[What to produce] Produce an exact copy of the lines from the line containing "Find the eye in" through the last line of the entries below, and only those lines.

[Data shown]

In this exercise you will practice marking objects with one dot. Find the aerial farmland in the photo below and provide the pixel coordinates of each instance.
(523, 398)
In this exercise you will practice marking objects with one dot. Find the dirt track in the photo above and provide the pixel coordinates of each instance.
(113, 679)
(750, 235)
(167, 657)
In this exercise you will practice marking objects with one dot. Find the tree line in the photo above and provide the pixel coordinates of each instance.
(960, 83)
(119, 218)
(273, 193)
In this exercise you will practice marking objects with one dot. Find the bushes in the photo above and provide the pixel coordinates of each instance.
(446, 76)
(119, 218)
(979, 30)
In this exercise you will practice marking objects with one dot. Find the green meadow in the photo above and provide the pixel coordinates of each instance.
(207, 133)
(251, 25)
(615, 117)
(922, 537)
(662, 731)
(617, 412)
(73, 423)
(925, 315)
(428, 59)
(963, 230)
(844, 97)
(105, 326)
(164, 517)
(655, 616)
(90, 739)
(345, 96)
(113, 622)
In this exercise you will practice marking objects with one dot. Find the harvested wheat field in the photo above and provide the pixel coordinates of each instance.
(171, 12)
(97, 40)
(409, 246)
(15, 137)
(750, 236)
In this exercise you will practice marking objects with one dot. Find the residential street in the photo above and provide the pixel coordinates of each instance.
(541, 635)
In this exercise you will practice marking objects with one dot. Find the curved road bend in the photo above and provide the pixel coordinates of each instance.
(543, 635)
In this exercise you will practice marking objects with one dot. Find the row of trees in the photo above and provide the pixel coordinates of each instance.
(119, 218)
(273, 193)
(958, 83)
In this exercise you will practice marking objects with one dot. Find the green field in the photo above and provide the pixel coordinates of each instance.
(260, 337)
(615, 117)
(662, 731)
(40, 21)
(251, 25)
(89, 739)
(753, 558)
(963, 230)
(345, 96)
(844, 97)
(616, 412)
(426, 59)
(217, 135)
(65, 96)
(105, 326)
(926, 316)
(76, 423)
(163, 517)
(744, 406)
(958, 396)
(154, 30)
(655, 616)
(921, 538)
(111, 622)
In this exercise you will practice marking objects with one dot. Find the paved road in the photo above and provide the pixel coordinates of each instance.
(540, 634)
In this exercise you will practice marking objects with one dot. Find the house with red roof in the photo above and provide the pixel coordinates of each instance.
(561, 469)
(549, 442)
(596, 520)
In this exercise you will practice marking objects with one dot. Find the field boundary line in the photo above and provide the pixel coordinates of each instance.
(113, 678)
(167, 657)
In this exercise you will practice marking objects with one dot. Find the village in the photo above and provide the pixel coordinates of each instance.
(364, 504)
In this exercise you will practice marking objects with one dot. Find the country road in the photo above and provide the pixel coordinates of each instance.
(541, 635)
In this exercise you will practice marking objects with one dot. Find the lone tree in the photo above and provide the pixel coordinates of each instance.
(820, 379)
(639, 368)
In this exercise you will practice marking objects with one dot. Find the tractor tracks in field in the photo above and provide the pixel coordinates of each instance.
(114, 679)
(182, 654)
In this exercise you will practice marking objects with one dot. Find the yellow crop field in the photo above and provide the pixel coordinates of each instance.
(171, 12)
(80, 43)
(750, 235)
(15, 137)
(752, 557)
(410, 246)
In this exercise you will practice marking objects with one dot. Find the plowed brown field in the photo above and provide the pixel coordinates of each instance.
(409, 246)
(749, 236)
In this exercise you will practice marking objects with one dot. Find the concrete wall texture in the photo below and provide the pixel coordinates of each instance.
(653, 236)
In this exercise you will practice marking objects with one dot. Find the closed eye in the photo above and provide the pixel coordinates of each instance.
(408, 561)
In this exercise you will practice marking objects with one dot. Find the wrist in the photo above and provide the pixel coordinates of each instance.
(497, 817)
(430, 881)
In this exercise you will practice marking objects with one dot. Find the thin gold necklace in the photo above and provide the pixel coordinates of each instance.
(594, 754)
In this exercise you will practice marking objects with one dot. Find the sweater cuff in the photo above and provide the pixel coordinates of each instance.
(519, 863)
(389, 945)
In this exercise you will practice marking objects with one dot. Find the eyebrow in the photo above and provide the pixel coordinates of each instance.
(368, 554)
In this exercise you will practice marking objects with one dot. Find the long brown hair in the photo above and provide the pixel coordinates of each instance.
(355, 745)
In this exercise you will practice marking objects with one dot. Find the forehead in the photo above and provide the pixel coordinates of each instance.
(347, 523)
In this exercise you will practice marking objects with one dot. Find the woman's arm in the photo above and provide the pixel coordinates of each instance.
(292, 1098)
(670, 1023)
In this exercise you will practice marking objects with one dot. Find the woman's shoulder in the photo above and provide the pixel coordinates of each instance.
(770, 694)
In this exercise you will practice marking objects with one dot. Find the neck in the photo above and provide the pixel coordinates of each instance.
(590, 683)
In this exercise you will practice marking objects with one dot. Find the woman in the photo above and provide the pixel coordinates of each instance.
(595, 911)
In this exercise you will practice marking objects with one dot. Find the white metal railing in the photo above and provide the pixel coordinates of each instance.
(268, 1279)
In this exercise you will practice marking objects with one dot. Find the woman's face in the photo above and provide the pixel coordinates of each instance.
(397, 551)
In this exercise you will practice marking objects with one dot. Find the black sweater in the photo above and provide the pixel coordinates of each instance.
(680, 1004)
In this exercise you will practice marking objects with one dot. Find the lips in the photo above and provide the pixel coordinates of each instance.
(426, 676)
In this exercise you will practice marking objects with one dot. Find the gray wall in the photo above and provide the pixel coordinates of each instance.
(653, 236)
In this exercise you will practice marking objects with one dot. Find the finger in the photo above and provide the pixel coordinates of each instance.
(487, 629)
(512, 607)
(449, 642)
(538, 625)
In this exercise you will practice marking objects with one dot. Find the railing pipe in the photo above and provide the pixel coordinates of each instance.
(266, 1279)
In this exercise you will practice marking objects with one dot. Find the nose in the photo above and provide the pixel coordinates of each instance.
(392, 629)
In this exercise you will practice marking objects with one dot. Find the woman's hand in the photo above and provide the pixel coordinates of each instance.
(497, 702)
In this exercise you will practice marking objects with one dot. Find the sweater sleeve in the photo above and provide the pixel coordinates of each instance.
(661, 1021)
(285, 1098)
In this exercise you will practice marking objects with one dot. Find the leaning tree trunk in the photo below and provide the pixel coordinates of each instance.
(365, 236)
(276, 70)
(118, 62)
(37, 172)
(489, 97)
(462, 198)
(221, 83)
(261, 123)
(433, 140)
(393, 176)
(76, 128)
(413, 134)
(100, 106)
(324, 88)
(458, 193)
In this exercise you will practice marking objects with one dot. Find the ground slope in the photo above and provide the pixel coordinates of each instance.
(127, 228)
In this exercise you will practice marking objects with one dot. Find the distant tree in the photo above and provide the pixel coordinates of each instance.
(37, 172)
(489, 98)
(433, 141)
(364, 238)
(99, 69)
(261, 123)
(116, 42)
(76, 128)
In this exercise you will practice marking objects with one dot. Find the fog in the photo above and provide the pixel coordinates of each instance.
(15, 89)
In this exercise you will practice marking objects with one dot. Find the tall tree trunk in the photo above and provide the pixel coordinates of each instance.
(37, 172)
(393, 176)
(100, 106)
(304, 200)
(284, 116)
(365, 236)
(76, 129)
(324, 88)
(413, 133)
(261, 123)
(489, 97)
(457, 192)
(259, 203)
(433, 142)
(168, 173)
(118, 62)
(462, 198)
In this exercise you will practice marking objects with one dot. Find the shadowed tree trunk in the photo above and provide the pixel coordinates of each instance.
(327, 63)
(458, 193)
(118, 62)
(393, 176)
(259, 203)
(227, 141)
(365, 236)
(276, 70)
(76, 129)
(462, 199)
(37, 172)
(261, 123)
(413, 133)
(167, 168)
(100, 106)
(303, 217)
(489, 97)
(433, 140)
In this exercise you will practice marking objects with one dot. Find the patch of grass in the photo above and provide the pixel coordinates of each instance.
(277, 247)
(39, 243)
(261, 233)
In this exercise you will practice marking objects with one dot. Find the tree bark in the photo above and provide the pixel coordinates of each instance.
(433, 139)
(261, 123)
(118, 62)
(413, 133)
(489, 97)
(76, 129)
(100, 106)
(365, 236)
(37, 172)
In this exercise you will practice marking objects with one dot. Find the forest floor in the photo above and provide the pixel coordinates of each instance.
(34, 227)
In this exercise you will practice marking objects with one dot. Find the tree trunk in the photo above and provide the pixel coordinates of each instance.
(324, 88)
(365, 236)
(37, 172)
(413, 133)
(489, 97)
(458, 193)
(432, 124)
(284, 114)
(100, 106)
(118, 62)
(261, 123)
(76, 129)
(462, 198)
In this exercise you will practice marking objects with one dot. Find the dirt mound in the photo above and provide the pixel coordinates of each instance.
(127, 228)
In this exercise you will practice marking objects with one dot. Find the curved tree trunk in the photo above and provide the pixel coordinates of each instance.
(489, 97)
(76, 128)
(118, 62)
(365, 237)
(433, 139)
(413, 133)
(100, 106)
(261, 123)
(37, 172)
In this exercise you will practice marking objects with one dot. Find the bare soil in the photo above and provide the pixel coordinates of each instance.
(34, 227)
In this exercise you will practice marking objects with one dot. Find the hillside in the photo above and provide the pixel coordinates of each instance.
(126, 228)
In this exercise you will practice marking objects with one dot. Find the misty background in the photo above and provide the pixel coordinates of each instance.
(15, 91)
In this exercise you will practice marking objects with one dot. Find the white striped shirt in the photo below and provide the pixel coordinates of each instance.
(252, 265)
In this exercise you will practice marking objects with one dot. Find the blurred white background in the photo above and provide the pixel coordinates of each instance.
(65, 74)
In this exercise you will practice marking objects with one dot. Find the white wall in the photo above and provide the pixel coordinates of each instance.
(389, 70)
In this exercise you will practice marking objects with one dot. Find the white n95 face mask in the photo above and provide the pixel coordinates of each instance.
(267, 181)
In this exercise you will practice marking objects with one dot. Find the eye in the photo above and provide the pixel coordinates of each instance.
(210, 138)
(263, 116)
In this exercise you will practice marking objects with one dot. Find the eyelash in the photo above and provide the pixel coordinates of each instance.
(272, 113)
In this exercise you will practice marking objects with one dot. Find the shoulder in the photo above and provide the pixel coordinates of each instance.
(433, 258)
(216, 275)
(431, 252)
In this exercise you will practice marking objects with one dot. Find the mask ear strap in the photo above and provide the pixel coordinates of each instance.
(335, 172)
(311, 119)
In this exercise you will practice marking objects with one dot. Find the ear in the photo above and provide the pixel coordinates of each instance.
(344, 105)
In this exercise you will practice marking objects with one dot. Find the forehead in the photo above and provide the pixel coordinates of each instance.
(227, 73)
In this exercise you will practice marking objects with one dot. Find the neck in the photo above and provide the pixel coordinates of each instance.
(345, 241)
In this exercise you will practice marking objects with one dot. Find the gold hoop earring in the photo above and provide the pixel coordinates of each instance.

[Answer to this exercise]
In this exercise you will practice marking objects with one dot. Find the eye in the photo above and provide the pixel coordinates of each instance.
(210, 138)
(263, 116)
In this exercise you will practice marking objects with one dot. Find the eyelash in the photo above and provide the pixel coordinates of each instance.
(272, 113)
In this exercise you will practice marking objects with one dot. Find the shoulder in the photo above and provide the pixel coordinates of each instance.
(433, 258)
(216, 275)
(431, 252)
In this exercise you will practice marking objects with one dot. Find the mask ear strap in the photo above and provide the pixel coordinates of each instance.
(335, 172)
(311, 119)
In this exercise you will practice marking objects with one dot. Find the ear in the photo above and provide the pixel coordinates of each instance.
(344, 105)
In this exercise you will practice marking objects with one dot. Find the forehead in the photo above and provide the pixel coordinates of each instance.
(227, 73)
In this exercise you will practice marking objects with one dot. Find the neck in the photo above and provide the pixel coordinates of each instance.
(345, 241)
In this exercise you will practice marking objects with one dot. Find the gold hoop earring in the photo above and provide the pixel coordinates of each instance.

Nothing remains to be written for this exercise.